GIVEN TASK: Can you switch "instance" to "occurrence" wherever it appears in the items below and write them out again with nothing else changed?

[Pointing dataset excerpts]
►
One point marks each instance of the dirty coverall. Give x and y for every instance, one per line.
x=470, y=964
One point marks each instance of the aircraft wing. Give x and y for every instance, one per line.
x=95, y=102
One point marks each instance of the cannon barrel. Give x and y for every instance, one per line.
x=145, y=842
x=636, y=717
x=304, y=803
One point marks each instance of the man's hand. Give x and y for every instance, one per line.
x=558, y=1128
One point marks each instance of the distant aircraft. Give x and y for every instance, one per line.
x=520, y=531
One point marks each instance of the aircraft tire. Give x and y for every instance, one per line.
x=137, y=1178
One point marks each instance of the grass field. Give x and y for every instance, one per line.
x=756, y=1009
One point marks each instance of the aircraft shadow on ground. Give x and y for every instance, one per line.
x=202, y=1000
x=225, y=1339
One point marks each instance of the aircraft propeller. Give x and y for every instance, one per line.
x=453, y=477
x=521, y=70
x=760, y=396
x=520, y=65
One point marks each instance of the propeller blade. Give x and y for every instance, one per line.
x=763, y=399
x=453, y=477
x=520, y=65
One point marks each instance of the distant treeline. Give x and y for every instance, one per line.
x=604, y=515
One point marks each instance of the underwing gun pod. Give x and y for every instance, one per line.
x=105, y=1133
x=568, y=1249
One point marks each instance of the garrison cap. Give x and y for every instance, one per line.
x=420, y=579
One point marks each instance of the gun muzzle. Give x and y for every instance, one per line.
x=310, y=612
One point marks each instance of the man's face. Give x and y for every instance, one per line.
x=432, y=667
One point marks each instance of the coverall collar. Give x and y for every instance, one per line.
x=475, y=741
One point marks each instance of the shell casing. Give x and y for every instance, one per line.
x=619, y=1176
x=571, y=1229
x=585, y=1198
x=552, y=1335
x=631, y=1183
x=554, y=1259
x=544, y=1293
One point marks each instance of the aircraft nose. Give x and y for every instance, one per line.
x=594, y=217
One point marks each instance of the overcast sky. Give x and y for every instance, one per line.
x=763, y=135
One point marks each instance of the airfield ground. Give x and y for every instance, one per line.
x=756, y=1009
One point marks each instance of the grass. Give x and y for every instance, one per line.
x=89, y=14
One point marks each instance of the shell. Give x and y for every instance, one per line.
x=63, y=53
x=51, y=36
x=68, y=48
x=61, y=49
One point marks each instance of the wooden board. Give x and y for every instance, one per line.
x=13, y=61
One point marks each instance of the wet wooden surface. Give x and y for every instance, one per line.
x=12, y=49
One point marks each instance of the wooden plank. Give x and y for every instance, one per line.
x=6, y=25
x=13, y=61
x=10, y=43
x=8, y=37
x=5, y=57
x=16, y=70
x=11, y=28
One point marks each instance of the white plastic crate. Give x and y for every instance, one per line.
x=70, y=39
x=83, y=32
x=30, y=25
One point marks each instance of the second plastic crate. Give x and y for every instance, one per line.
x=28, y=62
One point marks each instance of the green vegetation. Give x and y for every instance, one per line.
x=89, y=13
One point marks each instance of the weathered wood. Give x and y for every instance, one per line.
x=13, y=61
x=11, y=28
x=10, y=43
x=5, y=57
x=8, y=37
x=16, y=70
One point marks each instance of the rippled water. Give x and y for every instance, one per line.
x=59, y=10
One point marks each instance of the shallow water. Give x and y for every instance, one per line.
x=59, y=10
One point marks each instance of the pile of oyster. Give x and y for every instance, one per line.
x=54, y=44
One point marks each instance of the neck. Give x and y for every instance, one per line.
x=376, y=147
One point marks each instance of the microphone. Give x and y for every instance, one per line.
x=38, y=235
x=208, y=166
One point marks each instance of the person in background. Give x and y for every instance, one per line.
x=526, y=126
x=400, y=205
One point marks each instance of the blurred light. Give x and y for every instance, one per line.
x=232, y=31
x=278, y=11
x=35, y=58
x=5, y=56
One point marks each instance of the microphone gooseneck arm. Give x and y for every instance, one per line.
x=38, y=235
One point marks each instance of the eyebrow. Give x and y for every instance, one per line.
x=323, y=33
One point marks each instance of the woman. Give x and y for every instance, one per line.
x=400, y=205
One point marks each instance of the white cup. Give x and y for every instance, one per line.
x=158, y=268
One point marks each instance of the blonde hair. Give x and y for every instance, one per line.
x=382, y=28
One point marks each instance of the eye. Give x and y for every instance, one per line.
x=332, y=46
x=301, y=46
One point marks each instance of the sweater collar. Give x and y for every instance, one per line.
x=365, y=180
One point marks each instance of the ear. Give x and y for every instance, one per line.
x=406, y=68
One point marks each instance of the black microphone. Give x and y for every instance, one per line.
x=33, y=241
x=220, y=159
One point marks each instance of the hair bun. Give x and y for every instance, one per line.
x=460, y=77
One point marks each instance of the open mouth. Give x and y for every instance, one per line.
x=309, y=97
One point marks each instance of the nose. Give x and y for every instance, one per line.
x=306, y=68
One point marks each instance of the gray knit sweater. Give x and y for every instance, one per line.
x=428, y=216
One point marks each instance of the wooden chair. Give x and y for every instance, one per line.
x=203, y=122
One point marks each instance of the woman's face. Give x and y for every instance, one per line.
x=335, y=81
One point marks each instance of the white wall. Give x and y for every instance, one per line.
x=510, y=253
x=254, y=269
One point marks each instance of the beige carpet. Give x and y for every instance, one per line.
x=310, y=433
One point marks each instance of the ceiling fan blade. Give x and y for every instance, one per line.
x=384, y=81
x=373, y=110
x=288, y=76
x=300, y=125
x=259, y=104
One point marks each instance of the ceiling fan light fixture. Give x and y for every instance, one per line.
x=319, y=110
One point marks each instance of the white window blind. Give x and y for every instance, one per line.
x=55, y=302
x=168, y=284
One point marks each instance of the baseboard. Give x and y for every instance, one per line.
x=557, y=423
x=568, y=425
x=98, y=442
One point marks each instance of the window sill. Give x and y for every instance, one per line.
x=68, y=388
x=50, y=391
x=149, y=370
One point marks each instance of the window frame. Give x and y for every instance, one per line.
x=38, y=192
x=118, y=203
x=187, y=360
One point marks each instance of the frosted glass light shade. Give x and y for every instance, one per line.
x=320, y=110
◄
THE COMPLETED TASK:
One point marks each occurrence of the dirty coverall. Give x and y for every occurrence, one per line.
x=470, y=964
One point marks each occurrence of the aircraft wing. Give x and y for every occurrence, one per line.
x=95, y=102
One point marks each occurrence of the cannon barrel. Give x and y for every occurrence, one per line.
x=145, y=842
x=636, y=717
x=304, y=803
One point marks each occurrence of the man's hand. Give x and y for every occurrence, one per line.
x=558, y=1128
One point marks each occurrence of the distant aircraft. Give x and y for every occurrence, one per line.
x=520, y=531
One point marks each occurrence of the aircraft tire. Give x and y for every occurrence, one per line.
x=137, y=1178
One point marks each occurrence of the grass field. Give x and y for every occurrence, one per line.
x=756, y=1009
One point marks each occurrence of the aircraft shadow on ground. Give x and y for every occurrence, one per line.
x=202, y=1000
x=225, y=1339
One point marks each occurrence of the aircraft propeller. Give x and y for every occurrence, one per line.
x=453, y=477
x=521, y=70
x=760, y=396
x=520, y=65
One point marks each occurrence of the propeller blade. Give x and y for every occurrence, one per line.
x=763, y=399
x=453, y=477
x=520, y=65
One point marks each occurrence of the distant treeline. Give x and y for every occurrence, one per line.
x=604, y=515
One point marks each occurrence of the underwing gun pod. Give x and y for every occurrence, one per line.
x=105, y=1133
x=568, y=1249
One point marks each occurrence of the garrison cap. Give x and y for every occurrence, one per line.
x=420, y=579
One point marks each occurrence of the gun muzzle. Give x and y for every occurrence, one per line.
x=310, y=612
One point marks each occurrence of the man's face. Give x and y for every occurrence, one per line.
x=432, y=667
One point marks each occurrence of the coverall collar. Give x and y for every occurrence, one per line.
x=475, y=741
One point marks each occurrence of the shell casing. Give x and y for every occurrence, one per line.
x=619, y=1176
x=571, y=1229
x=585, y=1198
x=552, y=1335
x=631, y=1183
x=554, y=1259
x=544, y=1293
One point marks each occurrence of the aircraft nose. Give x and y for every occurrence, one per line.
x=594, y=217
One point marks each occurrence of the overcast sky. Give x and y for every occurrence, one per line.
x=763, y=135
One point marks each occurrence of the airfield ground. Give x and y for every occurrence, one per line.
x=756, y=1009
One point marks each occurrence of the grass. Give x and y for every occurrence, one per line.
x=89, y=14
One point marks each occurrence of the shell. Give x and y for every occurrence, one per line.
x=63, y=53
x=51, y=36
x=68, y=48
x=61, y=49
One point marks each occurrence of the wooden board. Give x and y for every occurrence, one per line.
x=13, y=61
One point marks each occurrence of the wet wooden surface. Give x and y for every occurrence, one per line.
x=12, y=49
One point marks each occurrence of the wooden plank. Give x and y for every occurrence, one per line.
x=6, y=25
x=13, y=61
x=10, y=43
x=8, y=37
x=5, y=57
x=16, y=70
x=11, y=28
One point marks each occurrence of the white plastic crate. Give x and y for every occurrence, one per line.
x=70, y=39
x=83, y=32
x=30, y=25
One point marks each occurrence of the second plastic crate. Give x and y for every occurrence, one per line.
x=28, y=62
One point marks each occurrence of the green vegetation. Give x and y for every occurrence, one per line.
x=89, y=13
One point marks each occurrence of the weathered wood. Give x and y for every occurrence, one per line.
x=13, y=61
x=11, y=28
x=10, y=43
x=5, y=57
x=8, y=37
x=16, y=70
One point marks each occurrence of the rippled water. Give x and y for every occurrence, one per line.
x=59, y=10
One point marks each occurrence of the shallow water. Give x and y for every occurrence, one per line.
x=59, y=10
One point marks each occurrence of the pile of oyster. Give x and y for every occurrence, one per line.
x=54, y=44
One point marks each occurrence of the neck. Give x and y for every occurrence, one per line.
x=376, y=147
One point marks each occurrence of the microphone. Give x and y for every occurrence, one per line.
x=38, y=235
x=208, y=166
One point marks each occurrence of the person in background. Give x and y for every occurrence, one per line.
x=526, y=126
x=400, y=205
One point marks each occurrence of the blurred light. Give x and y for every occurrence, one per line.
x=232, y=31
x=278, y=11
x=35, y=58
x=5, y=56
One point marks each occurrence of the microphone gooseneck arm. Give x and y for every occurrence, one per line.
x=38, y=235
One point marks each occurrence of the eyebrow. Give x and y for every occurrence, one per line.
x=323, y=33
One point marks each occurrence of the woman. Give x and y for every occurrence, one per line.
x=400, y=205
One point marks each occurrence of the white cup. Give x and y for every occurrence, one per line.
x=158, y=268
One point marks each occurrence of the blonde hair. Give x and y for every occurrence, one per line.
x=382, y=28
One point marks each occurrence of the eye. Give x and y for every occurrence, one per line.
x=332, y=46
x=301, y=46
One point marks each occurrence of the sweater collar. Give x and y for every occurrence, one per line.
x=365, y=180
One point marks each occurrence of the ear. Give x and y for every occurrence, one per line.
x=406, y=68
One point marks each occurrence of the black microphone. Give x and y for every occurrence, one per line.
x=33, y=241
x=220, y=159
One point marks each occurrence of the hair bun. Give x and y for every occurrence, one per line.
x=460, y=77
One point marks each occurrence of the open mouth. Give x and y for every occurrence, one per line.
x=309, y=97
One point marks each occurrence of the nose. Give x and y for every occurrence, one per line.
x=306, y=68
One point marks each occurrence of the gray knit sweater. Give x and y for every occurrence, one per line.
x=428, y=216
One point marks each occurrence of the wooden chair. Give x and y for every occurrence, one per line.
x=203, y=122
One point marks each occurrence of the woman's face. Give x and y for every occurrence, one per line.
x=335, y=81
One point marks each occurrence of the white wall. Give x and y for every occurrence, one per line.
x=510, y=253
x=254, y=269
One point marks each occurrence of the beige carpet. Give x and y for every occurrence, one per line.
x=310, y=433
One point marks each occurrence of the ceiling fan blade. Give x and y for every occurrence, one per line.
x=384, y=81
x=373, y=110
x=288, y=76
x=300, y=125
x=259, y=104
One point marks each occurrence of the ceiling fan light fixture. Give x and y for every occurrence, one per line.
x=319, y=110
One point marks each occurrence of the white window blind. Give x and y for every occurrence, one per line.
x=55, y=302
x=168, y=284
One point marks each occurrence of the baseboard. Give x and y for every occurrence, one per line.
x=557, y=423
x=568, y=425
x=98, y=442
One point marks each occurrence of the window sill. Give x and y for every occurrence, one per line.
x=68, y=388
x=50, y=391
x=149, y=370
One point marks each occurrence of the window frame. Give x and y for every occurrence, one per line.
x=38, y=192
x=118, y=203
x=187, y=360
One point marks each occurrence of the frosted glass light shade. Give x and y for every occurrence, one per line.
x=320, y=110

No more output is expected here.